**What you will do**
Write out, exactly as they appear, only the lines running from the line with "Locate the man in navy" to the final line of the listing; include both.

** start of Raw data **

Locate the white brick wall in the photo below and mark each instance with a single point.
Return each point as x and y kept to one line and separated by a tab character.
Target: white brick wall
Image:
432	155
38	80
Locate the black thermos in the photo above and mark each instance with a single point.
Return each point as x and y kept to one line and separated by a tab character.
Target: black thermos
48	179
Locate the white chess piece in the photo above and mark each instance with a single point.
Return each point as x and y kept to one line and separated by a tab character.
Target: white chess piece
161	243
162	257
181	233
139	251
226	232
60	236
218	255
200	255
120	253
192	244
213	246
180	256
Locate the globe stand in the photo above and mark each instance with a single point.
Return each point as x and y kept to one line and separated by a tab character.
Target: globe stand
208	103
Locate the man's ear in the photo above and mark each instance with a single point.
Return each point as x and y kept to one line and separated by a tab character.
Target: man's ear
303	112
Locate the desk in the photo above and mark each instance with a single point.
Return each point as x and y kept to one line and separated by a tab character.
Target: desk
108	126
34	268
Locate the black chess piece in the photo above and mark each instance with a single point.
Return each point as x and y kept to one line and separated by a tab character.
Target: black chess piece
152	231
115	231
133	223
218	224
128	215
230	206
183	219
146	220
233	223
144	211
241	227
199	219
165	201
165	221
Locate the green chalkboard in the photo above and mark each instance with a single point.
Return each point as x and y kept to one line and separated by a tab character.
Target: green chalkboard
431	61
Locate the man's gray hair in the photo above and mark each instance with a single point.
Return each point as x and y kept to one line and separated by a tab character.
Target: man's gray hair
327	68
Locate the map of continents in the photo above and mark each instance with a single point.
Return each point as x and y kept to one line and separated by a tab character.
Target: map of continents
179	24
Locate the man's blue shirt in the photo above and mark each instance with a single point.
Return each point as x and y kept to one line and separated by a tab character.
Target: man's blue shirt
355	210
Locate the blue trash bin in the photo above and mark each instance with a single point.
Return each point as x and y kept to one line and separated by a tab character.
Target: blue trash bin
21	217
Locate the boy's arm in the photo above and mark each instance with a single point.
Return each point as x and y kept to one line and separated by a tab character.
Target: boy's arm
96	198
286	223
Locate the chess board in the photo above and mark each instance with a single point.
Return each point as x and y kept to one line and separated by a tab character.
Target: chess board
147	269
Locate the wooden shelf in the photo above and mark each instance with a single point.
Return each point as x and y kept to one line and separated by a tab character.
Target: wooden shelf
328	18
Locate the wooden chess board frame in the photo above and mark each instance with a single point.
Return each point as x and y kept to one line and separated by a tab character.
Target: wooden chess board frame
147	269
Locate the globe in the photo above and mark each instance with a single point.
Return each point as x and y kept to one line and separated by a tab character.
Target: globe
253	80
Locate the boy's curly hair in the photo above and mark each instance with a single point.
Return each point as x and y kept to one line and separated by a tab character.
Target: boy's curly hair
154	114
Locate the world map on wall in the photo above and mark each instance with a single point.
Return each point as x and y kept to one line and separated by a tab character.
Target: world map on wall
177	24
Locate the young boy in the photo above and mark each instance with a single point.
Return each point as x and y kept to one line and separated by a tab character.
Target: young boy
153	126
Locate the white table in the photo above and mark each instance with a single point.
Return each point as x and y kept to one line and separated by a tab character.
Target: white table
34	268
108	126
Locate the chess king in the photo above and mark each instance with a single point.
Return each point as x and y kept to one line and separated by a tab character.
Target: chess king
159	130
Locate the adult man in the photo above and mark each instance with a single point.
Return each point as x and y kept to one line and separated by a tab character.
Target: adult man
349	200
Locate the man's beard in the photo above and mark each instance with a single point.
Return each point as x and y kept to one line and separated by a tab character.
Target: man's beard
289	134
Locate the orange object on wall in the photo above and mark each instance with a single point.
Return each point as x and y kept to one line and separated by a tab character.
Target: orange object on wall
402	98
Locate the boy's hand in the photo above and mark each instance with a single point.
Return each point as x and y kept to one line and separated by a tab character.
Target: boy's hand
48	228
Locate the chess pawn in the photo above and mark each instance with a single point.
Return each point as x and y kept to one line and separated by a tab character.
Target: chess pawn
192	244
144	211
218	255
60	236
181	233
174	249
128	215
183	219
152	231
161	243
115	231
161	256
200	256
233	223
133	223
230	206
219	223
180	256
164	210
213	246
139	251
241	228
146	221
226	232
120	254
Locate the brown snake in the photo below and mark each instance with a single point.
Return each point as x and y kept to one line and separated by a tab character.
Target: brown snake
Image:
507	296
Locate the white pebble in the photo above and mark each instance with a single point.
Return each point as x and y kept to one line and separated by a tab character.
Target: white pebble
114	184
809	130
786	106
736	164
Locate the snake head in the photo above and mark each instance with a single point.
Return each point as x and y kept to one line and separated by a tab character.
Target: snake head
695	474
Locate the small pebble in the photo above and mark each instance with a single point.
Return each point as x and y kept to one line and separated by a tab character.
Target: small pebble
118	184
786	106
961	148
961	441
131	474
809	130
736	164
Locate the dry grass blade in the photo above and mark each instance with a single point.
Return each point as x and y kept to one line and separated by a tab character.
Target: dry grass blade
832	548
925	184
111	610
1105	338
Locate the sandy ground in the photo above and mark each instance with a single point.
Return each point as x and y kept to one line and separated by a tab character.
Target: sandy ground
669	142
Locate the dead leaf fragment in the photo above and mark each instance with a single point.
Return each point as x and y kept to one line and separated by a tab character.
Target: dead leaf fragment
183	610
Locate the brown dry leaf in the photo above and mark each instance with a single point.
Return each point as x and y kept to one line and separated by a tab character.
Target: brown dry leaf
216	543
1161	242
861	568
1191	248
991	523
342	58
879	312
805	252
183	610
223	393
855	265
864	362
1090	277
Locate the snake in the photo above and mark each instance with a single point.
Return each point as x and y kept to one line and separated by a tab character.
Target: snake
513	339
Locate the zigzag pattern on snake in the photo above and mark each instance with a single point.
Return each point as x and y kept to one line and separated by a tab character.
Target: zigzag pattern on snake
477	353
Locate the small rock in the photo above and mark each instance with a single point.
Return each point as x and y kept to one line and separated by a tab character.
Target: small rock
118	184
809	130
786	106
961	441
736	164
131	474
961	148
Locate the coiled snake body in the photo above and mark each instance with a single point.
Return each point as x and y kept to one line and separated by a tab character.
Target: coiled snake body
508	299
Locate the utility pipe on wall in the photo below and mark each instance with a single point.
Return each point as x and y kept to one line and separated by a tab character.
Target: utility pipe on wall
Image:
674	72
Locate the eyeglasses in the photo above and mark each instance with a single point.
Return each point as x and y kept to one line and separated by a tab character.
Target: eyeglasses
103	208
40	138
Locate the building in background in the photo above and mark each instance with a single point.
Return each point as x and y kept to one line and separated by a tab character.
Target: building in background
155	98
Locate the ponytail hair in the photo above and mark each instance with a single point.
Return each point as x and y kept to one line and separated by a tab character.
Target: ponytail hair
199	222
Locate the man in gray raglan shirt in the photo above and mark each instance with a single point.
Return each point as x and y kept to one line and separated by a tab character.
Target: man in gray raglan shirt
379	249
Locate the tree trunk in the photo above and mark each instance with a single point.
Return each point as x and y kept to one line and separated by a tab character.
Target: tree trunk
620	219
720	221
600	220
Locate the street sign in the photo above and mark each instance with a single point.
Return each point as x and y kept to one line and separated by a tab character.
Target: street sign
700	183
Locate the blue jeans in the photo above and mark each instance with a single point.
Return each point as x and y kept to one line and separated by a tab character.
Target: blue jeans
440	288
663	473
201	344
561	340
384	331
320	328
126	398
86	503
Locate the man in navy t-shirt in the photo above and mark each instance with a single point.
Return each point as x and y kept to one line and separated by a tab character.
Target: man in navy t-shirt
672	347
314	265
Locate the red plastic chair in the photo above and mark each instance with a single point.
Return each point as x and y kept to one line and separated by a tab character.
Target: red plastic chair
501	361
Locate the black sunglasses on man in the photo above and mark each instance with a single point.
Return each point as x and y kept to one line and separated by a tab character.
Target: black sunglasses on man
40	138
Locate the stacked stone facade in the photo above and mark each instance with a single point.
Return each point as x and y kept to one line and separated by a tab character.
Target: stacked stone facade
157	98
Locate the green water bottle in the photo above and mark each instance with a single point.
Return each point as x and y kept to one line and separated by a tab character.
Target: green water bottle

** end of Raw data **

**Finished answer**
Locate the man in navy t-shirt in the photo above and mark each instance with a single point.
Return each point as x and y kept to one line and separated by a tab character.
Target: man in navy t-shirt
672	347
314	265
Locate the red plastic chair in the photo above and mark each instance with a single point.
Return each point as x and y kept to one line and separated by a tab character.
Target: red plastic chair
501	361
Locate the black sunglasses on man in the photo above and mark each instance with a single point.
Return each point as x and y kept to one line and separated by a tab character.
Target: black sunglasses on man
40	138
Locate the stacked stone facade in the photo above and mark each instance with a single point.
Return each point as x and y kept to one line and separated by a tab character.
Target: stacked stone facade
157	98
Locate the green water bottle in the photo above and mark each instance with a single point.
Return each point as x and y kept to one line and separated by a tab character.
Target: green water bottle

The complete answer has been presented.